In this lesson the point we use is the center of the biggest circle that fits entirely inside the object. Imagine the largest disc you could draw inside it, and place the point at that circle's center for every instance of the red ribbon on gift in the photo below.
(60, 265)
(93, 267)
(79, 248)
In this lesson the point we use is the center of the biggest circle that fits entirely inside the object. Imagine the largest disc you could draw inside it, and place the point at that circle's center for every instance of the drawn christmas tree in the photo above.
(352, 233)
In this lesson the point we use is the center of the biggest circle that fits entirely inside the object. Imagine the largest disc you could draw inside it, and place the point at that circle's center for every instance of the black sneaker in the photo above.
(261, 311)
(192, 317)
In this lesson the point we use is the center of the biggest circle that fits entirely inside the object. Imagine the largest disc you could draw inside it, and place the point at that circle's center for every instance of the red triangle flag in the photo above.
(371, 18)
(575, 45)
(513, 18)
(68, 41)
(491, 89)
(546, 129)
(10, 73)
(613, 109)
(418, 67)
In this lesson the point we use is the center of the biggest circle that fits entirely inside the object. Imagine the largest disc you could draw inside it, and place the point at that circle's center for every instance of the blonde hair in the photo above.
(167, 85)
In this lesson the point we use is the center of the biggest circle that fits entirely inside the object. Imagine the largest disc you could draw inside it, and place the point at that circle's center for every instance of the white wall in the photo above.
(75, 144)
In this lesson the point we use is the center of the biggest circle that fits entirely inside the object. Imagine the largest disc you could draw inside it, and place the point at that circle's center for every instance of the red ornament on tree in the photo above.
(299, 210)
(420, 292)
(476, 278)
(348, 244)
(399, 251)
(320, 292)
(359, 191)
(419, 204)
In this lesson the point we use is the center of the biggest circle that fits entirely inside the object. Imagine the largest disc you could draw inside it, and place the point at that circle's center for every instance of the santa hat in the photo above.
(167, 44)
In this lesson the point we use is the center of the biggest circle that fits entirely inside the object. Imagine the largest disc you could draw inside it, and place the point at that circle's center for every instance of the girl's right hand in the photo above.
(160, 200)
______________________________
Aim of the exercise —
Copy every line of the listing above, word for word and in the same order.

Correct answer —
In this lesson the point we use is the center of the biggest circle that fits entirely inside the object. Imagine the largest disc you could draw inside it, and place the point at that circle's center for every instance of the red ribbon on gift in the photo below.
(60, 265)
(93, 267)
(79, 248)
In this lesson the point we use is the center of the biggest circle that fits entirely inside the object. Imagine the largest disc you could draw inside it, and place the point at that circle's center for every instance of the drawn christmas tree in the photo above.
(352, 233)
In this lesson the point we use is the center of the biggest circle that fits entirely inside the object. Imagine the largest disc you could draw inside it, and place the point at that circle's center for every instance of the black sneaker in the photo above.
(261, 311)
(192, 317)
In this lesson the point we use is the center of the biggest circle that fits entirely inside the object. Imagine the largest disc you could draw inside it, and place the point at that circle's center for every instance of the red triangle flag in the photo above.
(371, 18)
(575, 45)
(513, 18)
(68, 41)
(491, 89)
(546, 129)
(10, 73)
(613, 109)
(418, 67)
In this lesson the point we use is the center of the biggest circle that fits entirely inside the object. Imagine the largest disc you could draw inside it, and place the point at that circle's center for every instance of the blonde hair in the photo above.
(167, 85)
In this lesson the point we use is the center of the biggest circle that fits entirely inside the object. Imagine the largest disc you could draw inside it, and place the point at that circle's center for every instance of the white wall in the photo above.
(75, 144)
In this lesson the point we use is the center of the biggest circle that fits entirely inside the object. Imagine the largest disc you could draw inside it, and place the point at that circle's center for every instance of the red ornament on tree in the photo above.
(299, 210)
(420, 292)
(476, 278)
(348, 244)
(399, 251)
(320, 292)
(359, 191)
(419, 204)
In this lesson the point we use is the center of the biggest circle that fits entirely inside the object. Imagine the largest disc you could draw inside it, and place the point at that circle's center for every instance of the santa hat in the photo above.
(167, 44)
In this lesson the point we use is the center of the biggest circle that fits entirely inside the object. Imagine the largest disc you could draw inside it, and place the point at that circle's center for every instance of the girl's right hand in the photo above.
(160, 200)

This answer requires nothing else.